Now there are various possible interpretations of how McKinsey came up with all this. It may have just been your usual consultancy pitch where the senior people came in and promised the world and then left the work to recent MBA graduates who worked at it in the bowels of the office.
Equally the work of the recent graduates could have had the help of political advisors in the Prime Minister’s Office who stripped it of any real content and ensured it achieved their political ends.
Another alternative is that it was just the sort of work McKinsey has sometimes undertaken
Bloomberg and the Financial Times have both reported on the firm’s South African work where McKinsey was one of several firms (including KPMG and Bain) caught up in the scandals associated with the Gupta family allegedly at the centre of widespread corruption that took place during the presidency of Jacob Zuma.
It was alleged the Guptas used their friendship with President Jacob Zuma to obtain lucrative state contracts and sway public appointments — referred to locally as state capture — to bolster their mining-to-media business empire.
At one stage McKinsey was also poised to win a $700 million fee for advising the South African power supplier, Eskom, on how to improve its services and end recurring power blackouts. It worked on that with a subcontractor linked with the Gupta family.

::::

> What you need to do:
Write what comes next in the passage on McKinsey's consulting work, starting after its last sentence. You can ignore the listing that comes after this passage.

(Region pointing data)
::::

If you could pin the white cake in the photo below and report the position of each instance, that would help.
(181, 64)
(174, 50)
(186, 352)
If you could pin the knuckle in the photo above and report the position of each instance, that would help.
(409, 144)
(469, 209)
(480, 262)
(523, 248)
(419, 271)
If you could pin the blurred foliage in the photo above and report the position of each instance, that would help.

::::

> The answer:
KPMG apologised for working with a company linked to the Guptas and Bain said in 2018 that work for South Africa’s tax authority, which was undermined in the scandal, “fell short of our operating principles”. Bell Pottinger, the British public relations company, collapsed in 2017 over evidence that it sought to defend the Guptas from the scandal by stirring up racial tensions.
All told McKinsey has repaid more than $63 million for the work it did in South Africa.
But being a global firm it also has form elsewhere.
TRT reports McKinsey worked with Purdue Pharma which made billions from pushing the OxyContin painkiller. It was alleged McKinsey advised clients on how to aggressively sell the drugs and market them through doctors. McKinsey has now agreed to pay $574 million to US authorities for its role in the opioid crisis which has killed hundreds of thousands of Americans.
It also worked for Donald Trump’s Immigration and Customs Enforcement (ICE) agency where it got paid $20 million for advice on how to manage detention facilities cost-effectively recommending budget cuts in areas such as food served to detainees. After the New York Times exposed the gig in 2018 McKinsey severed its contract with ICE.
In Europe it worked with Swissair on an expansion plan which, in a Blackadder type cunning plan, involved not focusing on its core business of flying passengers but proposed the purchase of stakes in regional airlines with the condition that they used Swissair’s ground services. It didn’t work, cost Swissair millions but fortunately didn’t result in bankruptcy.
And then there was Enron – the company supposedly run by the smartest people in the room. Jeff Skilling, the Enron CEO, was a former McKinsey staffer and paid McKinsey millions for various services. In 2001 it collapsed.
In the McKinsey Quarterly magazine, before the collapse, McKinsey wrote about Enron that “the deployment of off-balance-sheet funds using institutional investment money fostered securitisation skills and granted it access to capital at below the hurdle rates of major oil companies.”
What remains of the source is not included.